ASSIGNED TASK: Please filter the entries for the word "vase" and copy every line that has it.

PROVIDED RECORDS:
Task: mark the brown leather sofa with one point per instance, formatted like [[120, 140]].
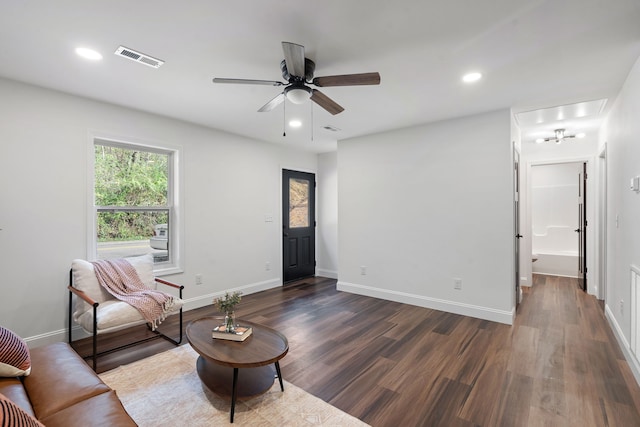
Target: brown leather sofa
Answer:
[[62, 390]]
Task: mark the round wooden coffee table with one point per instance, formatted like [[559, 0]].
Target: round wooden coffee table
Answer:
[[220, 360]]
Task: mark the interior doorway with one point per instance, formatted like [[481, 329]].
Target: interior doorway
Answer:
[[558, 219]]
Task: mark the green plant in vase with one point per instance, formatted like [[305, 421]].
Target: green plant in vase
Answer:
[[227, 306]]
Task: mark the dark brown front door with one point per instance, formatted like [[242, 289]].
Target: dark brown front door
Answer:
[[582, 227], [298, 225]]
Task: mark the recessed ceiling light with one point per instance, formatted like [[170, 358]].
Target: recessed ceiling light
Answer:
[[88, 53], [471, 77]]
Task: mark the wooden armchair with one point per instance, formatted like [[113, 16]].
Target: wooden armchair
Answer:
[[98, 312]]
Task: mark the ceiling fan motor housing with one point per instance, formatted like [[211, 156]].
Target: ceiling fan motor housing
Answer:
[[309, 69]]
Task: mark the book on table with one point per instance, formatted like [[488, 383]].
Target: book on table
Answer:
[[240, 333]]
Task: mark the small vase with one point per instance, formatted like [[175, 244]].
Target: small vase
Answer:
[[230, 321]]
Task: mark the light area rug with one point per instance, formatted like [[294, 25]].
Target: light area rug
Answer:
[[165, 390]]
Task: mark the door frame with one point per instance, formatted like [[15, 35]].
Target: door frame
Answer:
[[527, 250], [601, 224]]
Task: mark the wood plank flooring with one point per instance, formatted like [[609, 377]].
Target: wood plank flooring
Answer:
[[391, 364]]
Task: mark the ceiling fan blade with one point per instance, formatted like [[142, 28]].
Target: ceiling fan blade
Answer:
[[294, 58], [325, 102], [272, 104], [348, 80], [248, 82]]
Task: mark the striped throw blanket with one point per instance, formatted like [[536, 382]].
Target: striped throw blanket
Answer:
[[121, 280]]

SOLUTION:
Task: mark the green plant in vase with one point per instance, formatted like [[305, 421]].
Target: green plant in vase
Task: mark the small vase with one point per instance, formatted like [[175, 244]].
Target: small vase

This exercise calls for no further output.